- REQUIRED ACTION
The reply should consist of the full listing, repeated word for word.

- SUPPLIED MATERIAL

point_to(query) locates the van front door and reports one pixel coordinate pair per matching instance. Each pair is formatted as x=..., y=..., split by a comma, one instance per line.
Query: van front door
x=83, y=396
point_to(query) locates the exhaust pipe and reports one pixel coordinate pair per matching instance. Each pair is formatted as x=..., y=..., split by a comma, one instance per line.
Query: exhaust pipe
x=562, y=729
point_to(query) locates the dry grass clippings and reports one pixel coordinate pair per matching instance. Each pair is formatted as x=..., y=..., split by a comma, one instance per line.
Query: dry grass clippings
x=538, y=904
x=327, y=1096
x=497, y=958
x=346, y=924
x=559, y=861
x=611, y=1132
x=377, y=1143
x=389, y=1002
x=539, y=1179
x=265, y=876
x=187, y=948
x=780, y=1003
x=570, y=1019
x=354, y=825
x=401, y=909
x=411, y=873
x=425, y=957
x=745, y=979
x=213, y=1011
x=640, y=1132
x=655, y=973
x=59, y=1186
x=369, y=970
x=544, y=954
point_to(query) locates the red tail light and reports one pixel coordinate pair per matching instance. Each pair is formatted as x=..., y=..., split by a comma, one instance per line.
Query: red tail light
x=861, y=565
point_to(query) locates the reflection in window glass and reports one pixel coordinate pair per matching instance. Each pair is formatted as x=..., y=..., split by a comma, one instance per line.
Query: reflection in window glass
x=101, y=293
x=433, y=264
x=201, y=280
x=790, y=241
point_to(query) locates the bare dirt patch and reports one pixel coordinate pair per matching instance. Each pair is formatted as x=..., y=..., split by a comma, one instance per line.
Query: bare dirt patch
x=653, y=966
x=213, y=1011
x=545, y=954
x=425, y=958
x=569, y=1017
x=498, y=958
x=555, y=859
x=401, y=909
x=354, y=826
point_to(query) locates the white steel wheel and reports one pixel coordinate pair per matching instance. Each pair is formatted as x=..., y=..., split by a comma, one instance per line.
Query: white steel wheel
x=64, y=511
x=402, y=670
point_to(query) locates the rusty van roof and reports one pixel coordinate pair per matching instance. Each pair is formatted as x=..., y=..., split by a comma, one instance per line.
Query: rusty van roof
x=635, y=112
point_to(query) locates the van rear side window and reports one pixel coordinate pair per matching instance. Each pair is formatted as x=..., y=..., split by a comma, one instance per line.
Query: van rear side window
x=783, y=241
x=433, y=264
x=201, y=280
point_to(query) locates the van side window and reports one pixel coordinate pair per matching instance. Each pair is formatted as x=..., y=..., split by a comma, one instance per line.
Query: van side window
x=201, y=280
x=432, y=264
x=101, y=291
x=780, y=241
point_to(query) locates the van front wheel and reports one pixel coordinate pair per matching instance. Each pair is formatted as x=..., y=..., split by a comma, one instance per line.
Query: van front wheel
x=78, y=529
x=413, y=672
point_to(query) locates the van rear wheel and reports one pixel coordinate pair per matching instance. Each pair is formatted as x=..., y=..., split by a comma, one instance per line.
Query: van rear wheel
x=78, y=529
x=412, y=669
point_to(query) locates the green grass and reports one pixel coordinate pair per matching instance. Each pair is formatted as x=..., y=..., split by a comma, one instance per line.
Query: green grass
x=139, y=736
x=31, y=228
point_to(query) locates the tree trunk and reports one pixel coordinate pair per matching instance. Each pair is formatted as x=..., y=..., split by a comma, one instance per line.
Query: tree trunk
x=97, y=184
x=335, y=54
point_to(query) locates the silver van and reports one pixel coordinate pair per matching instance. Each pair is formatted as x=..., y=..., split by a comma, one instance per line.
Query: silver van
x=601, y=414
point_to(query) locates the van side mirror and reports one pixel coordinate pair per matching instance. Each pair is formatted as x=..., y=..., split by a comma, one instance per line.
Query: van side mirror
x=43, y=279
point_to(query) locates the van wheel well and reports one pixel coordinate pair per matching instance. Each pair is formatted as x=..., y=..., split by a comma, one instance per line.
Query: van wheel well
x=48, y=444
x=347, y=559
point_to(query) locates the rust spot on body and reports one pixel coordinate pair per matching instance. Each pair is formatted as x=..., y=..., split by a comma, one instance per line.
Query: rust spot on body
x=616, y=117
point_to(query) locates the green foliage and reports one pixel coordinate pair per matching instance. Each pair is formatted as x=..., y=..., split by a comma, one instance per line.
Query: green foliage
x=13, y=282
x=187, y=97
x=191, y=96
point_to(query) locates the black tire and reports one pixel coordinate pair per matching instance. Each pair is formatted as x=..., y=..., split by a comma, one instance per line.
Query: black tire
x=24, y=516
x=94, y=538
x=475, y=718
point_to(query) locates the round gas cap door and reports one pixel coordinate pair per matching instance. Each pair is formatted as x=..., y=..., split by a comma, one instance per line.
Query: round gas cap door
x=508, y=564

- TASK RESPONSE
point_to(query) locates the van front door and reports one pixel coordinate pair per matching instance. Each pair is formatted as x=..., y=..., split by a comma, one instance per line.
Query: van front door
x=83, y=396
point_to(query) locates the exhaust pipe and reports one pixel coordinate pair per matching instance. Each pair is formatted as x=..., y=..., split by a comma, one instance per line.
Query: exhaust pipe
x=562, y=729
point_to(query) locates the dry grass clippings and reports one pixel coordinate pair per matching instance. Each pair is formatted as x=..., y=..., split by a comma, one instance per line.
Query: dry grass clippings
x=538, y=904
x=327, y=1096
x=497, y=958
x=346, y=924
x=559, y=861
x=611, y=1132
x=377, y=1143
x=389, y=1002
x=539, y=1179
x=265, y=876
x=187, y=948
x=780, y=1003
x=570, y=1019
x=354, y=825
x=401, y=909
x=411, y=873
x=425, y=957
x=745, y=979
x=213, y=1011
x=640, y=1132
x=655, y=973
x=59, y=1186
x=369, y=970
x=544, y=954
point_to(query) locates the red tail light and reports one pixel coordinate pair per matching instance. Each pair is formatted as x=..., y=..., split by a comma, one instance per line.
Query: red tail light
x=861, y=565
point_to(query) locates the reflection in window glass and reports one pixel coordinate pair per matching instance. Each pair is formatted as x=..., y=..., split by a comma, one instance per line.
Query: reflection in window glass
x=101, y=293
x=433, y=264
x=201, y=280
x=790, y=241
point_to(query) locates the bare dirt patch and reports one pixel coordinate pair per matching instance. Each pair is formatted as x=..., y=..., split by a comma, one instance per line.
Query: bare dirt patch
x=653, y=966
x=213, y=1011
x=545, y=954
x=425, y=958
x=569, y=1017
x=498, y=958
x=555, y=859
x=401, y=909
x=354, y=826
point_to(query) locates the white steel wheel and reports one pixel coordinate pair per matching instance. Each pair is formatted as x=..., y=..., split by a comma, one instance per line.
Query: white steel wheel
x=64, y=511
x=402, y=670
point_to(query) locates the rusty van roof and reports one pixel coordinate pair per matching instance. Each pair is formatted as x=..., y=..., split by a comma, one instance per line.
Query: rusty van roof
x=635, y=112
point_to(query) locates the van rear side window and reports one pixel coordinate pair per matching instance. Each pair is formatted as x=..., y=..., split by a comma, one instance per line.
Query: van rear side window
x=783, y=241
x=433, y=264
x=201, y=280
point_to(query) locates the van side window and reports one pixel coordinate pair per matching instance. Each pair is formatted as x=..., y=..., split by a comma, one instance per line.
Query: van side window
x=201, y=280
x=432, y=264
x=101, y=291
x=780, y=241
point_to(query) locates the van front wheel and reports one pixel coordinate pair per matching instance. Each pair is formatted as x=..., y=..., split by a comma, one instance per line.
Query: van front wheel
x=78, y=529
x=413, y=672
point_to(query) locates the van rear wheel and reports one pixel coordinate pair per matching instance. Each pair is formatted as x=..., y=..., split by a comma, one instance per line.
Query: van rear wheel
x=78, y=529
x=412, y=669
point_to(query) locates the green grass and reports one pixel coordinate pair per matching instance. Each pair is formatted as x=..., y=..., split by a comma, one instance per line.
Query: green grass
x=139, y=736
x=31, y=228
point_to(query) locates the tree trunk and reports one pixel coordinate pair per matching instance. Each pair is formatted as x=..., y=..., split by a comma, one instance per line.
Query: tree trunk
x=97, y=184
x=335, y=54
point_to(query) locates the silver van and reports one pixel coordinate pair per matching instance. Each pair is formatted as x=..., y=..., split by a comma, one instance per line.
Query: silver van
x=601, y=414
point_to(query) locates the van side mirror and reports one pixel coordinate pair per matching instance. Each pair is formatted as x=..., y=..., split by a comma, one instance per line.
Query: van side mirror
x=43, y=279
point_to(query) locates the van wheel well and reports one pixel coordinate pair per matching instance. Each pair is formatted as x=..., y=..., split by a comma, one instance per line.
Query: van wheel well
x=48, y=444
x=347, y=559
point_to(query) locates the rust spot on body and reports one pixel coordinate pair per matching instance. Each pair is formatted as x=..., y=..., split by a comma, one instance per line.
Query: rust spot on body
x=616, y=117
point_to(query) locates the green foliage and reports one pixel coordinate pair per matching instance. Each pair is formatted as x=..., y=..., split by a comma, one instance per line.
Query: green foliage
x=13, y=282
x=187, y=97
x=191, y=96
point_to(query) locates the black tire and reports one pixel coordinate pair per matching instance. Each pair is formatted as x=..., y=..., split by a comma, one instance per line.
Query: black tire
x=24, y=516
x=94, y=538
x=475, y=718
point_to(query) locates the round gas cap door and reports one pixel coordinate pair per matching instance. Each pair is formatted as x=..., y=..., split by a comma, one instance per line.
Query: round gas cap door
x=508, y=564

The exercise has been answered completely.